* **Compito proposto a**
Riscriva il passo della discussione sugli studi di settore compreso tra "Mi permetto di" e "decisione del c.d.a.", estremi inclusi, sostituendo "c.d.a." con "consiglio di amministrazione".

* **Testo citato**
- - - -

# Forum Argomenti di discussione Studi di settore e I.S.A.  studi di settore in caso di liquidazione

## iarone

SE UN'AZIENDA VIENE MESSA IN LIQUIDAZIONE ALLA FINE DELL'ANNO (ES: 22 DICEMBRE 2006), L'EFFICACIA DELLA STESSA è DALLA DATA DEL VERBALE ASS. STRAORDINARIA O DAL MOMENTO DELL'ISCRIZIONE NEL REGISTRO DELLE IMPRESE? 
L'esclusione dagli studi di settore si puo' già configurare a partire dal periodo di imposta 2006 anche se la relativa iscrizione nel registro imprese avverrà i primi giorni dell'anno 2007?
GRAZIE

----------


## Speedy

> SE UN'AZIENDA VIENE MESSA IN LIQUIDAZIONE ALLA FINE DELL'ANNO (ES: 22 DICEMBRE 2006), L'EFFICACIA DELLA STESSA è DALLA DATA DEL VERBALE ASS. STRAORDINARIA O DAL MOMENTO DELL'ISCRIZIONE NEL REGISTRO DELLE IMPRESE? 
> L'esclusione dagli studi di settore si puo' già configurare a partire dal periodo di imposta 2006 anche se la relativa iscrizione nel registro imprese avverrà i primi giorni dell'anno 2007?
> GRAZIE

  Se società di persone, la liquidazione parte dalla data della delibera dei soci. Se società di capitali, la liquidazione parte dalla data di iscrizione nel registro delle imprese. Prega il notaio di iscrivere l'atto prima del 31.12 altrimenti l'anno 2006 rimane normalmente soggetto agli studi di settore.

----------


## danilo sciuto

Mi permetto di integrare quanto detto da Spedy in riferimento al caso in cui si tratti di società di capitali: infatti, in questo caso, la norma fiscale fa riferimento alla data di iscrizione della delibera assembleare, dimenticando che nel caso in cui la causa di scioglimento debba essere accertata dal c.d.a. (ossia in tutti i casi tranne quello in cui sia una decisione presa dall'assemblea autonomamente), l'efficiacia civilistica della liquidazione è anticipata alla data di iscrizione della delibera del c.d.a. con cui si accerta l'avvenuta causa di liquidazione, e non a quella, dunque, posteriore in cui viene iscritta la delibera dell'assemblea che "ratifica" la decisione del c.d.a.

- - - -

* **Dati da elaborare**
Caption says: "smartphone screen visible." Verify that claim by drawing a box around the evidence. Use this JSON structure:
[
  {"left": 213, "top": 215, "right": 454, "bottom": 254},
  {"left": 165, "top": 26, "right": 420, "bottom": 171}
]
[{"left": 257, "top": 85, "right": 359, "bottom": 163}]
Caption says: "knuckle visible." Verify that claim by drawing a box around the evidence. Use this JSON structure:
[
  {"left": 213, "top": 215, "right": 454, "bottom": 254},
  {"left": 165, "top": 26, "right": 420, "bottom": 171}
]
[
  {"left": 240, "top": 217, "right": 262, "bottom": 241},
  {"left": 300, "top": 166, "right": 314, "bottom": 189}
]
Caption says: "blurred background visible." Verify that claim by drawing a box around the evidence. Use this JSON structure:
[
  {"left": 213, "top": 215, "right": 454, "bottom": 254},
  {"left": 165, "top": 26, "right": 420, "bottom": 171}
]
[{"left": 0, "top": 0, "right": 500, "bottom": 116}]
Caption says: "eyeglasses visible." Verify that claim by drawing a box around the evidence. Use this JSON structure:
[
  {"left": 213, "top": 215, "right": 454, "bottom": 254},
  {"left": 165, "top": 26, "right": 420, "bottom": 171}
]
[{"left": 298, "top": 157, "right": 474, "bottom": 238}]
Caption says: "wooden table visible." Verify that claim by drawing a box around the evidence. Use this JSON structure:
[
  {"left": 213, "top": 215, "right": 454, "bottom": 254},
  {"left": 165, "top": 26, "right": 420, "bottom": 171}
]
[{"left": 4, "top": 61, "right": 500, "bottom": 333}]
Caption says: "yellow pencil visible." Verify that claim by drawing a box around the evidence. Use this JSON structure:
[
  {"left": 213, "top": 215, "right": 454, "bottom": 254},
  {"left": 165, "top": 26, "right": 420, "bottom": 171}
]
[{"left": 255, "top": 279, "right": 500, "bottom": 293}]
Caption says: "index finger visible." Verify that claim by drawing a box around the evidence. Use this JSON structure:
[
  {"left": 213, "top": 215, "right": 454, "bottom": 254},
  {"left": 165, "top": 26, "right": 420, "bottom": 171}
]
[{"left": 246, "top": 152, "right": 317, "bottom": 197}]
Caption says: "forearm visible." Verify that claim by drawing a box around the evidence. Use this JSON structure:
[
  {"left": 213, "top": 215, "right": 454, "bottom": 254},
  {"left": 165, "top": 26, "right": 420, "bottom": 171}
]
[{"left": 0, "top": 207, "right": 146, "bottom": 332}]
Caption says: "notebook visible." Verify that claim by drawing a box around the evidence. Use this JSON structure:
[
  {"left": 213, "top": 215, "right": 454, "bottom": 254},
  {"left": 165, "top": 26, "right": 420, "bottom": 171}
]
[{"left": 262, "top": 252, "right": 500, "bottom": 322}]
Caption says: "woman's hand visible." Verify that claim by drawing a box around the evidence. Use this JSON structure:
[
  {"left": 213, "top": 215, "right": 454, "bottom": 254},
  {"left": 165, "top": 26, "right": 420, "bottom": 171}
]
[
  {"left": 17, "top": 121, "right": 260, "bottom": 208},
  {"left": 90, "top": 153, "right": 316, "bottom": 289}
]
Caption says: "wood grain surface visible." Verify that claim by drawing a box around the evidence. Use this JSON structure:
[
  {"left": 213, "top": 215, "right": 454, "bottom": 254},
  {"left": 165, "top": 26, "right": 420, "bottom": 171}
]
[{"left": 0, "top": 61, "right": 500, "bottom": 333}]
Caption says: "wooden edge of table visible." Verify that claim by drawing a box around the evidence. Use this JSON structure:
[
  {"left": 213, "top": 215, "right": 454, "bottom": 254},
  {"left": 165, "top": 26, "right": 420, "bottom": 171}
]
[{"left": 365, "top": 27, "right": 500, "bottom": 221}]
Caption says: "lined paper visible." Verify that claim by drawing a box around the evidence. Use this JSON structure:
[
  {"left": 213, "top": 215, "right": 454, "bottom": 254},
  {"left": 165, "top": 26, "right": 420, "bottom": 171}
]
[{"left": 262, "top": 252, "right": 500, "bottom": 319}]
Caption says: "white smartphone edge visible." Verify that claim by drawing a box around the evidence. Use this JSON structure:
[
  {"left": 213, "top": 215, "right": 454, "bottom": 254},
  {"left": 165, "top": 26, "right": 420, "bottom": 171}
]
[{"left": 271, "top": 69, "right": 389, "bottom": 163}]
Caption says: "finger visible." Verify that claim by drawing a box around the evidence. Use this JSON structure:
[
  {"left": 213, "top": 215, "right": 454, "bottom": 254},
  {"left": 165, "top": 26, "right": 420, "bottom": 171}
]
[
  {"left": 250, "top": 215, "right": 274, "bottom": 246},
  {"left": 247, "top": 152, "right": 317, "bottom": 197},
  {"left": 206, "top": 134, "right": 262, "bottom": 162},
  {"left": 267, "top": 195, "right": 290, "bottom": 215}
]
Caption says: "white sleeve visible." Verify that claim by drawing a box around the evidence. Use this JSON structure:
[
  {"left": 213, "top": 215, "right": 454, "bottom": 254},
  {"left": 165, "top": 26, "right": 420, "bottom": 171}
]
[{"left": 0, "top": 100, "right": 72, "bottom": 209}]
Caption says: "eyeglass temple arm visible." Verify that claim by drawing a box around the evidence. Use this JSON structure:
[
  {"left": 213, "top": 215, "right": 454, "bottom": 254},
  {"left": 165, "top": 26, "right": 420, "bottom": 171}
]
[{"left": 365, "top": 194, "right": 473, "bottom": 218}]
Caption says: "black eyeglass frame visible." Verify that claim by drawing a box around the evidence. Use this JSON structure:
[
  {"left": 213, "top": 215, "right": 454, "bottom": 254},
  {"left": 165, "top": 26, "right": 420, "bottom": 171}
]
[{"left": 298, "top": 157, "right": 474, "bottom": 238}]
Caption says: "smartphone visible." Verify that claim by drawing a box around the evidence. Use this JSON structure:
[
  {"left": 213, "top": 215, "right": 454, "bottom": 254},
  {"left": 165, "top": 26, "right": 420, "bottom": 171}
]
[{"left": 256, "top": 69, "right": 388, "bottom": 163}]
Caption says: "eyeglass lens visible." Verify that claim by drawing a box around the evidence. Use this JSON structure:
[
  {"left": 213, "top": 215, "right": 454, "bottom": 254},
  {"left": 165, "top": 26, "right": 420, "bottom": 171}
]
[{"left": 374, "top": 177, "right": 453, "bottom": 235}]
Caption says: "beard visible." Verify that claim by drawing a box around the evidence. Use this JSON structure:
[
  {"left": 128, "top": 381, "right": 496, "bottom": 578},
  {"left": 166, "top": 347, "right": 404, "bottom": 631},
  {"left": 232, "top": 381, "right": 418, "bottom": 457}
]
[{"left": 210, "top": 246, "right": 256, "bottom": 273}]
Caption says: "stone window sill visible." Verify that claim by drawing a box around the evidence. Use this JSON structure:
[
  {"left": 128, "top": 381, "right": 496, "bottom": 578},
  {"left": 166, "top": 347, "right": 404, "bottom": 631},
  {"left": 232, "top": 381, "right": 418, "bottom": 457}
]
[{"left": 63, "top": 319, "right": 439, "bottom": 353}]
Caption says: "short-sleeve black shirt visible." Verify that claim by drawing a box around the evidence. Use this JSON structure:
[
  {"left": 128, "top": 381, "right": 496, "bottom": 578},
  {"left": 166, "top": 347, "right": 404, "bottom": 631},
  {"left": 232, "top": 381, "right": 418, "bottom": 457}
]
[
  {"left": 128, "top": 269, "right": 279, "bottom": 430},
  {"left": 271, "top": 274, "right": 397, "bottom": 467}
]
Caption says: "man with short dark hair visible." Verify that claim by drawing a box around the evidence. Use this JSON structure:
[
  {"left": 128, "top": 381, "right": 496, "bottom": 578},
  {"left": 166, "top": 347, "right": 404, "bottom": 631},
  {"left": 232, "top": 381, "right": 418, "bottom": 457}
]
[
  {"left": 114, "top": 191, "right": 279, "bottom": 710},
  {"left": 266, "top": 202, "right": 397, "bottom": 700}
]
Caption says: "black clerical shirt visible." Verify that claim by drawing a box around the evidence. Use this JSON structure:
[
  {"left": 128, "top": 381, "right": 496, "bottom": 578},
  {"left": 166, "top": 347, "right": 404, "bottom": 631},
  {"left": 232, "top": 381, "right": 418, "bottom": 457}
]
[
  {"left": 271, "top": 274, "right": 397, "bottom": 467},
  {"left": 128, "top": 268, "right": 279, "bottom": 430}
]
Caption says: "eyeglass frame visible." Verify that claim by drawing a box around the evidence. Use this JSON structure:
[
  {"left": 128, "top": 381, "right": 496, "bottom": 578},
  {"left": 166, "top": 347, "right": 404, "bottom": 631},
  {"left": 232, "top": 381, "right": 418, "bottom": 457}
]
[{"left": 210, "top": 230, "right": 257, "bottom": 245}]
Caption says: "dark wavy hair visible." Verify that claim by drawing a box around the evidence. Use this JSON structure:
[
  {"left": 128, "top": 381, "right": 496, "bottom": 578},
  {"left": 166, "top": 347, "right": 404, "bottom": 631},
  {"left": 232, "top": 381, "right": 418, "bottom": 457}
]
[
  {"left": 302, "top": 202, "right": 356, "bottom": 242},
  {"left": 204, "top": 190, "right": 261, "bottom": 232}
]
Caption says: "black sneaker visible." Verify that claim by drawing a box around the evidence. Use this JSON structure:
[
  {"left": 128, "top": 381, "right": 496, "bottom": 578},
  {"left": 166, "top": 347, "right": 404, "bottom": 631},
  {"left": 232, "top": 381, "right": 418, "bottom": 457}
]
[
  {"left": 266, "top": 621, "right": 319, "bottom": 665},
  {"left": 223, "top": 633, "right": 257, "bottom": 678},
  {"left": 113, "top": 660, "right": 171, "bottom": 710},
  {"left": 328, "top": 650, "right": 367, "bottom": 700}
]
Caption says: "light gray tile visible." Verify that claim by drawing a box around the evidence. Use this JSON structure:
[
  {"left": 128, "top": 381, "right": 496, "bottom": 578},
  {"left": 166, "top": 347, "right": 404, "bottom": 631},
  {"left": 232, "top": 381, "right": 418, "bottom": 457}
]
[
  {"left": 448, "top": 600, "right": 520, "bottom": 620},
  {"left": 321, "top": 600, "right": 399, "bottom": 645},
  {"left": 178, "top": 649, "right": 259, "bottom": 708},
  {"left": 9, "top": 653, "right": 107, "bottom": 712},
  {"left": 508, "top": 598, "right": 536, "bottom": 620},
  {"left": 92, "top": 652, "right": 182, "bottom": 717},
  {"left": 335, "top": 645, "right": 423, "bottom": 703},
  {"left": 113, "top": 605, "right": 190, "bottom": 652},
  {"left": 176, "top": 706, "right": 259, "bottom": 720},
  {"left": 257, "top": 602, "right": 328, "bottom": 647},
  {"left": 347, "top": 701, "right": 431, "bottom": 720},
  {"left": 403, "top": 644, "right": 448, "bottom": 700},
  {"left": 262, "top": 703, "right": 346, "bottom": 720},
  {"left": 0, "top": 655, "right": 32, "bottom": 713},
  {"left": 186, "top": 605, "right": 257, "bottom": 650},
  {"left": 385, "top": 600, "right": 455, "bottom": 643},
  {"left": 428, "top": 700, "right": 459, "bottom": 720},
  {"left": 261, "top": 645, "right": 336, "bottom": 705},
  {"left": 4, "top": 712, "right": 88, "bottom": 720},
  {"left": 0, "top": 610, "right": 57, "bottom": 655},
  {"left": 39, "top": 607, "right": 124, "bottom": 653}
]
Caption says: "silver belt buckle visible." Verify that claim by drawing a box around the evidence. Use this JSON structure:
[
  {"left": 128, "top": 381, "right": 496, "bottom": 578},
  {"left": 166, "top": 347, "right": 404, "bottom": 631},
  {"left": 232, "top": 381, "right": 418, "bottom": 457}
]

- - - -

* **Compito proposto b**
Raccolga dai record ogni riga in cui compare la stringa "finger".

* **Risultato atteso a**
Mi permetto di integrare quanto detto da Spedy in riferimento al caso in cui si tratti di società di capitali: infatti, in questo caso, la norma fiscale fa riferimento alla data di iscrizione della delibera assembleare, dimenticando che nel caso in cui la causa di scioglimento debba essere accertata dal consiglio di amministrazione (ossia in tutti i casi tranne quello in cui sia una decisione presa dall'assemblea autonomamente), l'efficiacia civilistica della liquidazione è anticipata alla data di iscrizione della delibera del consiglio di amministrazione con cui si accerta l'avvenuta causa di liquidazione, e non a quella, dunque, posteriore in cui viene iscritta la delibera dell'assemblea che "ratifica" la decisione del consiglio di amministrazione

* **Risultato atteso b**
Caption says: "index finger visible." Verify that claim by drawing a box around the evidence. Use this JSON structure:
Caption says: "finger visible." Verify that claim by drawing a box around the evidence. Use this JSON structure:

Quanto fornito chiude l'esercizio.